Exercise aim
Count the lines in the material below that contain the string "backsplash", matching case exactly, and reply with only that number.

Data in this exercise

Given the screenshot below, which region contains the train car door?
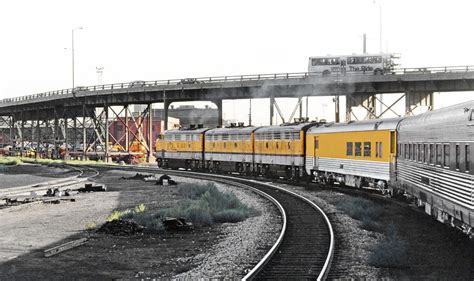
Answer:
[313,136,319,170]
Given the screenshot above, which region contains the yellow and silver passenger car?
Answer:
[306,118,401,190]
[155,128,208,169]
[204,126,257,174]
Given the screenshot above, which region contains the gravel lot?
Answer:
[0,168,280,280]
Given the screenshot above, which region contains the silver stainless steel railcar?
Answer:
[396,101,474,235]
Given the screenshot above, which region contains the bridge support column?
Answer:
[405,91,434,116]
[163,100,171,131]
[35,109,41,159]
[334,96,340,123]
[82,103,89,160]
[346,94,377,122]
[104,105,109,163]
[147,103,155,163]
[213,100,222,127]
[270,96,275,126]
[53,108,59,159]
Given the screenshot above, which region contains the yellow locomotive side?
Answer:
[254,131,305,155]
[205,133,254,154]
[306,130,396,162]
[161,133,203,152]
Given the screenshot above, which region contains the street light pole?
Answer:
[71,27,82,92]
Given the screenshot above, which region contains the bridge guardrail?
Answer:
[0,65,474,104]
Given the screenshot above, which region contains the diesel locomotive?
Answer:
[155,101,474,237]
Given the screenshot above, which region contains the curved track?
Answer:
[0,165,99,199]
[93,166,334,280]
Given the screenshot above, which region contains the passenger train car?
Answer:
[156,101,474,236]
[306,118,401,191]
[395,101,474,233]
[203,126,257,174]
[254,122,316,179]
[155,127,209,170]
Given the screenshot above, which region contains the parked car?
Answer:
[128,80,146,88]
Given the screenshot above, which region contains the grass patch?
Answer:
[335,197,384,232]
[107,183,257,231]
[369,224,409,268]
[0,156,23,165]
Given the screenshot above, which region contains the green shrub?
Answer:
[85,222,97,231]
[0,157,22,166]
[107,183,257,231]
[369,224,409,267]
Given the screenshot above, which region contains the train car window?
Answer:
[423,143,428,163]
[364,142,370,157]
[436,144,443,165]
[355,142,362,156]
[443,144,450,167]
[418,143,423,162]
[346,142,353,156]
[430,144,434,164]
[456,144,461,170]
[464,144,471,172]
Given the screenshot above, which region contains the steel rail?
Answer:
[0,65,474,104]
[0,165,99,199]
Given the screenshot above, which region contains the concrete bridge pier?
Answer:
[405,91,434,116]
[346,94,377,122]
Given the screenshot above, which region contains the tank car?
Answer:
[395,101,474,236]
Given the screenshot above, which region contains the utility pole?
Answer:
[71,27,82,93]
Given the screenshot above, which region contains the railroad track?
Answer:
[0,165,99,199]
[90,166,334,280]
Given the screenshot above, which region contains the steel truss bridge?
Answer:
[0,66,474,161]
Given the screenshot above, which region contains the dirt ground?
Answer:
[0,167,280,280]
[279,180,474,280]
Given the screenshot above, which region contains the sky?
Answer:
[0,0,474,124]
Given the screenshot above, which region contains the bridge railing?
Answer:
[0,66,474,103]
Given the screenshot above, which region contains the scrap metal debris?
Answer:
[156,174,178,185]
[44,238,87,257]
[97,219,145,236]
[161,217,193,230]
[122,173,154,180]
[77,183,107,192]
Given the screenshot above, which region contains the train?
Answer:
[155,101,474,238]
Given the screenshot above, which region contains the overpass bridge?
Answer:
[0,66,474,159]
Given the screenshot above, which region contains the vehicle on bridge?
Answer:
[308,54,399,76]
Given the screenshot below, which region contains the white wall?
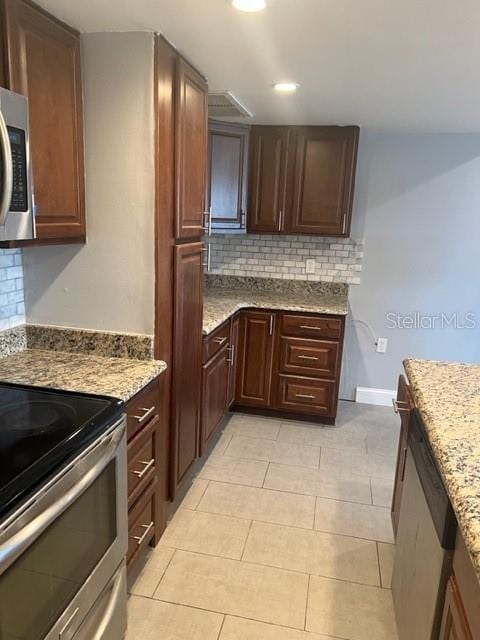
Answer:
[24,33,155,334]
[341,132,480,398]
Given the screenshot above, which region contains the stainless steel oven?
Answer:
[0,416,127,640]
[0,88,35,242]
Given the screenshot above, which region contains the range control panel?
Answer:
[7,127,28,212]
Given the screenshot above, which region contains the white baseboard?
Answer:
[355,387,397,407]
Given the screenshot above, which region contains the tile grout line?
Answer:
[303,573,311,631]
[240,520,253,561]
[216,611,227,640]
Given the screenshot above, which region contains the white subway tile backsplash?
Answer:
[0,249,25,330]
[207,234,364,284]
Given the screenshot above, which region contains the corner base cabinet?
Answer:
[235,311,345,423]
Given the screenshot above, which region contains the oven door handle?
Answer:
[0,109,13,227]
[0,424,125,576]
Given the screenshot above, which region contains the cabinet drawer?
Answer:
[127,380,160,440]
[277,375,336,416]
[128,416,160,506]
[127,481,156,565]
[281,313,343,339]
[280,337,340,378]
[202,322,230,364]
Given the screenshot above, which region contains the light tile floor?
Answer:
[126,402,399,640]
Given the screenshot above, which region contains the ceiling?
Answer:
[40,0,480,132]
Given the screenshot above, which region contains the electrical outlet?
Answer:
[377,338,388,353]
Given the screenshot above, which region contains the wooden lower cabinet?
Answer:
[227,315,240,408]
[126,378,169,572]
[235,311,345,422]
[392,376,415,535]
[236,311,276,407]
[200,343,230,453]
[440,576,473,640]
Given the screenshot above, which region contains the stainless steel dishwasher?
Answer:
[392,412,457,640]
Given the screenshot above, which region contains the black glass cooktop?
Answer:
[0,384,123,519]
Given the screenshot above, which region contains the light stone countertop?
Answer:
[404,359,480,580]
[203,287,348,335]
[0,349,167,402]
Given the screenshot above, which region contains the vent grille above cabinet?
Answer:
[208,91,253,118]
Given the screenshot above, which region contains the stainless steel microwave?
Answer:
[0,88,35,242]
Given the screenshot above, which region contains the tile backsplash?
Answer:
[0,249,25,331]
[207,234,364,284]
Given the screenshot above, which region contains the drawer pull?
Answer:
[132,458,155,480]
[392,399,410,413]
[133,406,155,423]
[132,522,155,547]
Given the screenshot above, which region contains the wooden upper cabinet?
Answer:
[3,0,85,241]
[236,311,276,407]
[247,126,294,233]
[207,121,250,230]
[287,127,359,236]
[175,58,208,240]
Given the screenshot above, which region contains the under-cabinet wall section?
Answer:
[0,249,25,331]
[208,234,364,284]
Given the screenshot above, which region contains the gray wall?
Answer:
[341,132,480,398]
[24,33,155,334]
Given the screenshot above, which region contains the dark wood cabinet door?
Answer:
[440,576,474,640]
[175,58,208,239]
[172,242,203,495]
[236,311,276,407]
[201,345,229,453]
[247,126,294,233]
[4,0,85,241]
[392,376,414,535]
[206,121,250,230]
[227,316,240,408]
[287,127,359,236]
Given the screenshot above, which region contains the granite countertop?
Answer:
[404,359,480,580]
[0,349,167,402]
[203,287,348,335]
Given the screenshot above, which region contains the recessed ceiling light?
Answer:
[273,82,299,93]
[232,0,267,13]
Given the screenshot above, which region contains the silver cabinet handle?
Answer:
[392,398,410,413]
[133,405,155,424]
[132,458,155,480]
[278,209,283,231]
[132,522,155,547]
[202,207,212,236]
[202,245,211,273]
[58,607,80,640]
[0,110,13,227]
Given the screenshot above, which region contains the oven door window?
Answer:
[0,460,117,640]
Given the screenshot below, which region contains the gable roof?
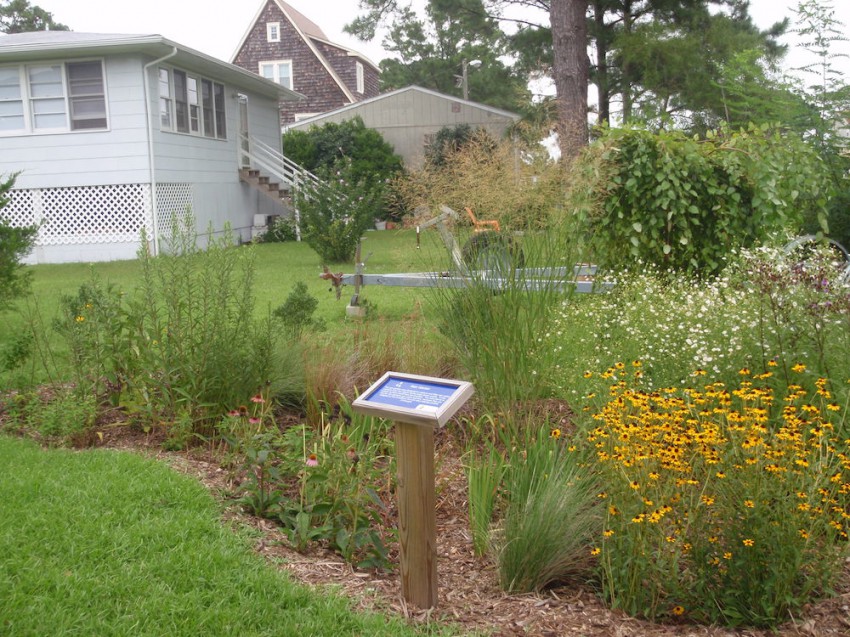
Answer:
[230,0,379,102]
[286,85,521,129]
[0,31,304,101]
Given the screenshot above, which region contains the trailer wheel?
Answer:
[461,231,525,272]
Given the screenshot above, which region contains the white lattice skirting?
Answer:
[3,184,193,263]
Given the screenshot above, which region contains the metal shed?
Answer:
[284,86,520,169]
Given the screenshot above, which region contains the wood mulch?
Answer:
[83,404,850,637]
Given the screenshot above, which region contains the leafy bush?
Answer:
[283,116,402,220]
[392,131,564,230]
[227,405,393,568]
[262,217,298,243]
[272,281,325,339]
[570,126,830,274]
[584,364,850,626]
[292,163,379,263]
[486,429,602,592]
[0,175,38,311]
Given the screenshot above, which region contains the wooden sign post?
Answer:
[351,372,475,608]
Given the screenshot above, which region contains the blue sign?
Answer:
[366,377,458,413]
[351,372,475,427]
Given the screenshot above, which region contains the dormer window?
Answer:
[266,22,280,42]
[260,60,292,90]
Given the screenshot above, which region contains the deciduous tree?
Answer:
[0,0,70,33]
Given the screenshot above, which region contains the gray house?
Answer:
[286,86,520,169]
[0,31,300,263]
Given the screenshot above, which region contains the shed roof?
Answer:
[286,85,521,129]
[0,31,304,100]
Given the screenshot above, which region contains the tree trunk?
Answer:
[593,0,611,126]
[549,0,589,164]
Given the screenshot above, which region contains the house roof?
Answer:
[230,0,380,102]
[0,31,304,100]
[286,85,521,129]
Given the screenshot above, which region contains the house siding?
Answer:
[314,40,379,101]
[0,36,292,263]
[289,87,519,169]
[0,56,150,188]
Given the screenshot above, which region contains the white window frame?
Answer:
[354,60,366,95]
[159,66,227,139]
[266,22,280,42]
[258,60,293,90]
[65,60,109,131]
[0,58,109,137]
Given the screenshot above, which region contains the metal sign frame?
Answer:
[351,372,475,427]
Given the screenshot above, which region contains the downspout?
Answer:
[142,46,177,256]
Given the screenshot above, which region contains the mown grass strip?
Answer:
[0,436,454,637]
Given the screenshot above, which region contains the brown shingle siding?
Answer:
[233,0,378,124]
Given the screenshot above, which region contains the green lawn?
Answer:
[0,436,458,637]
[0,230,458,382]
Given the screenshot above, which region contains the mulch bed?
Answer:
[88,405,850,637]
[0,396,850,637]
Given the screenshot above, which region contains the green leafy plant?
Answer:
[262,217,298,243]
[279,404,392,568]
[128,220,275,428]
[572,125,831,274]
[466,445,508,555]
[27,388,97,444]
[53,272,133,404]
[282,117,402,220]
[292,162,379,263]
[582,363,850,626]
[272,281,326,340]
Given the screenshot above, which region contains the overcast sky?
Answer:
[30,0,850,79]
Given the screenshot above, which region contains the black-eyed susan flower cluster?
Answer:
[585,363,850,624]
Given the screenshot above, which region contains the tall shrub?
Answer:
[283,116,402,219]
[292,162,380,263]
[128,220,282,428]
[570,126,830,273]
[0,175,38,310]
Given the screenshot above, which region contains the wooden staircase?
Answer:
[239,133,319,241]
[239,168,292,239]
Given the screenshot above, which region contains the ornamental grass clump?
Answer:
[493,429,603,593]
[585,364,850,626]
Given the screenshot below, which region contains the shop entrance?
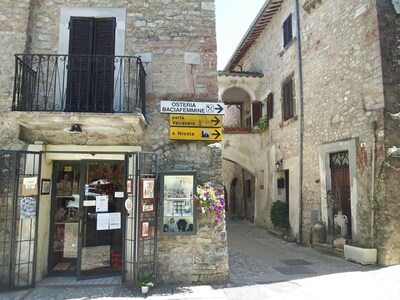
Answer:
[0,147,158,290]
[49,160,125,278]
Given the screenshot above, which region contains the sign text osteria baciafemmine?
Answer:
[161,101,225,115]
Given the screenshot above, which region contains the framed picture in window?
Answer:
[140,202,154,213]
[40,179,50,195]
[126,178,133,195]
[141,178,156,200]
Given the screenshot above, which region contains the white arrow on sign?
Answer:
[161,101,225,115]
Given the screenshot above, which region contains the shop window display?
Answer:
[161,173,196,234]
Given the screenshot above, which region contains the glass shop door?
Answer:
[76,161,125,279]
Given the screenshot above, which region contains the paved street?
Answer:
[0,221,400,300]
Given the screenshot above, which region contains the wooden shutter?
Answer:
[92,18,116,112]
[267,93,274,120]
[66,17,93,111]
[251,102,262,126]
[66,17,116,112]
[283,14,293,47]
[282,79,294,121]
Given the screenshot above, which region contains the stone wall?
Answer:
[0,0,228,283]
[225,0,400,264]
[375,1,400,265]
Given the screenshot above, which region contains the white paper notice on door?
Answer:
[96,195,108,212]
[96,214,110,230]
[110,213,121,229]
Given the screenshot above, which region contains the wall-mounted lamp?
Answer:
[275,159,283,171]
[69,124,82,132]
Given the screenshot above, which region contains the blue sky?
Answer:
[215,0,266,70]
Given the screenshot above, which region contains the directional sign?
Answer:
[161,101,225,115]
[169,114,222,128]
[169,127,222,141]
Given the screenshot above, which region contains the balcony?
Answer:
[11,54,146,135]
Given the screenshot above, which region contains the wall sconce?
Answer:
[275,159,283,171]
[69,124,82,132]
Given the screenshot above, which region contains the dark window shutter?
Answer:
[251,102,262,126]
[66,17,93,111]
[69,17,93,54]
[93,18,116,55]
[267,93,274,120]
[92,18,116,111]
[66,17,116,112]
[282,79,294,121]
[283,14,293,47]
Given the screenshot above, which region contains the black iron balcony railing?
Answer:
[12,54,146,115]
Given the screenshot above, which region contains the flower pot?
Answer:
[344,245,378,265]
[141,285,149,294]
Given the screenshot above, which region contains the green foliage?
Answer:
[269,200,289,229]
[257,116,269,132]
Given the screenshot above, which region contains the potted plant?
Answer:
[344,245,378,265]
[136,275,154,294]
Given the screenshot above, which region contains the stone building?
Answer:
[218,0,400,265]
[0,0,228,288]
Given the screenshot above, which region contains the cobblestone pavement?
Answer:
[0,220,400,300]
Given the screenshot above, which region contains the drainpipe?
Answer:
[295,0,304,243]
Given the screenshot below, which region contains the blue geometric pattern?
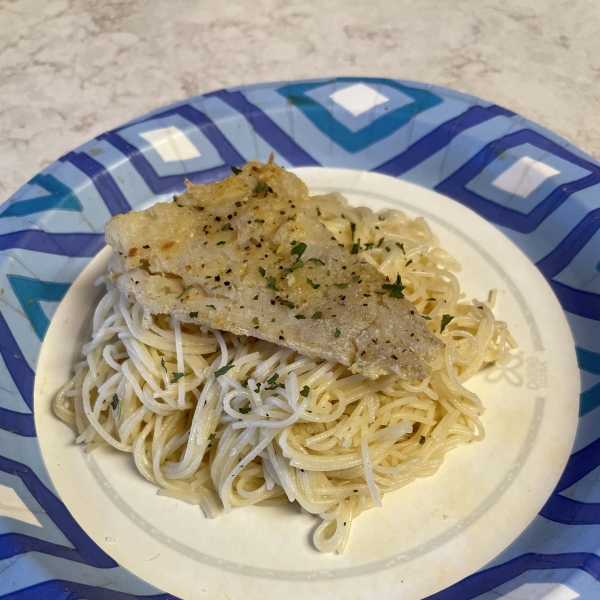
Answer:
[0,78,600,600]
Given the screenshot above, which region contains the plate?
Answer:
[0,78,600,599]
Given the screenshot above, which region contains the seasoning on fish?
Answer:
[106,160,442,379]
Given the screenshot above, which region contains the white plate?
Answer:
[34,168,579,600]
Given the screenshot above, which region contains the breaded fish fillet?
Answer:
[106,162,442,379]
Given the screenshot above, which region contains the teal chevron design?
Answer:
[0,175,83,219]
[575,347,600,417]
[8,275,71,340]
[277,77,443,152]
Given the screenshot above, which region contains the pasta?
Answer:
[54,194,515,553]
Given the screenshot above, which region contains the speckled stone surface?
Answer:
[0,0,600,201]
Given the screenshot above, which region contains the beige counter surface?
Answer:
[0,0,600,201]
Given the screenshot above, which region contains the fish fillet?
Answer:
[106,161,442,379]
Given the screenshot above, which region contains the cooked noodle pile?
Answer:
[54,194,515,553]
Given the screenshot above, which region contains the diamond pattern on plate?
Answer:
[492,156,560,198]
[329,83,389,117]
[140,125,202,162]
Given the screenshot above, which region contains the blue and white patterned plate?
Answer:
[0,78,600,600]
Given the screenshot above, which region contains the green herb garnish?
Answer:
[177,285,194,298]
[290,242,306,258]
[171,372,183,383]
[215,365,235,379]
[381,275,406,298]
[252,181,269,196]
[440,315,454,333]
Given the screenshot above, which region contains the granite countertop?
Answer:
[0,0,600,201]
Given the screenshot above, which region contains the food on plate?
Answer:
[54,161,515,553]
[106,162,442,379]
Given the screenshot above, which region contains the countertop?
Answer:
[0,0,600,201]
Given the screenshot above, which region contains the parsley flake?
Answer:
[440,315,454,333]
[381,275,406,298]
[252,181,269,196]
[215,365,235,379]
[177,285,194,298]
[290,242,306,258]
[350,238,361,254]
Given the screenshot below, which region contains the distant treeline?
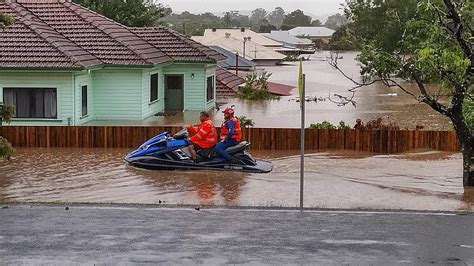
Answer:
[161,7,346,35]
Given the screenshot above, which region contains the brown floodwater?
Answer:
[0,149,468,211]
[85,52,452,130]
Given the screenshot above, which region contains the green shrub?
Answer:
[309,120,336,129]
[309,120,351,129]
[237,72,280,100]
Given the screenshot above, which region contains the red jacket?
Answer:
[187,118,217,149]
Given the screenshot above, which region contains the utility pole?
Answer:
[243,37,252,58]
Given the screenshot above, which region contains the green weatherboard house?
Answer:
[0,0,224,125]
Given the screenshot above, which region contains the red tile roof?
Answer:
[0,0,223,68]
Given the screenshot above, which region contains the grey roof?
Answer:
[209,46,256,68]
[264,31,313,45]
[288,27,334,37]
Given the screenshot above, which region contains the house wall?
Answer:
[74,73,94,125]
[90,69,143,120]
[0,63,216,125]
[160,64,215,111]
[142,68,165,119]
[0,71,74,125]
[204,66,217,110]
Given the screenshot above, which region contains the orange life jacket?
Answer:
[187,118,217,149]
[221,117,242,142]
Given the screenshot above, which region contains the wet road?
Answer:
[0,149,468,211]
[0,206,474,265]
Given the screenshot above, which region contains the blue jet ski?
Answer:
[125,129,273,173]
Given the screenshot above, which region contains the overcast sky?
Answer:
[157,0,345,18]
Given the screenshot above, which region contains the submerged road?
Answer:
[0,205,474,265]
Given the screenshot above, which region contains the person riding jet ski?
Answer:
[186,111,217,161]
[215,107,242,161]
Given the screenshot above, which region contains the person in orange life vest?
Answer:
[187,111,217,160]
[215,108,242,161]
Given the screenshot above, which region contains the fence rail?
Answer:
[0,126,460,154]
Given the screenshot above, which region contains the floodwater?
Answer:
[0,149,474,211]
[84,52,452,130]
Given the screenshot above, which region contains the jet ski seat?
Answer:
[225,140,250,154]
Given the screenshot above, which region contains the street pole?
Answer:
[235,53,239,75]
[300,74,306,212]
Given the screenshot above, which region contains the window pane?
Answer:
[3,88,57,118]
[206,76,214,102]
[3,89,17,117]
[150,74,158,102]
[30,89,44,118]
[81,86,87,116]
[44,89,58,118]
[16,89,31,118]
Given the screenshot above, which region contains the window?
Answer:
[81,85,87,116]
[3,88,57,118]
[207,76,214,102]
[150,73,158,102]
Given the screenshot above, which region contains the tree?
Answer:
[324,13,347,30]
[331,0,474,186]
[73,0,171,27]
[162,11,225,35]
[268,7,285,29]
[258,19,277,33]
[250,8,268,31]
[282,9,313,30]
[328,25,357,51]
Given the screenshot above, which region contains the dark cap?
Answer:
[200,111,210,117]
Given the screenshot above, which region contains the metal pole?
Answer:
[300,74,306,212]
[235,53,239,75]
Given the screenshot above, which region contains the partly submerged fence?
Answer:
[0,126,460,154]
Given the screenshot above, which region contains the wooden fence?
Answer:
[0,126,460,154]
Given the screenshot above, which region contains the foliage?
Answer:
[0,12,15,29]
[324,13,347,30]
[73,0,171,27]
[238,116,255,128]
[237,71,279,100]
[331,0,474,185]
[464,93,474,130]
[309,120,350,129]
[281,9,312,30]
[258,19,277,33]
[267,7,285,29]
[0,105,15,123]
[362,117,400,130]
[0,136,15,160]
[249,8,269,31]
[328,25,357,51]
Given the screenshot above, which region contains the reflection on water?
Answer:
[0,149,474,211]
[85,52,452,130]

The completed task
2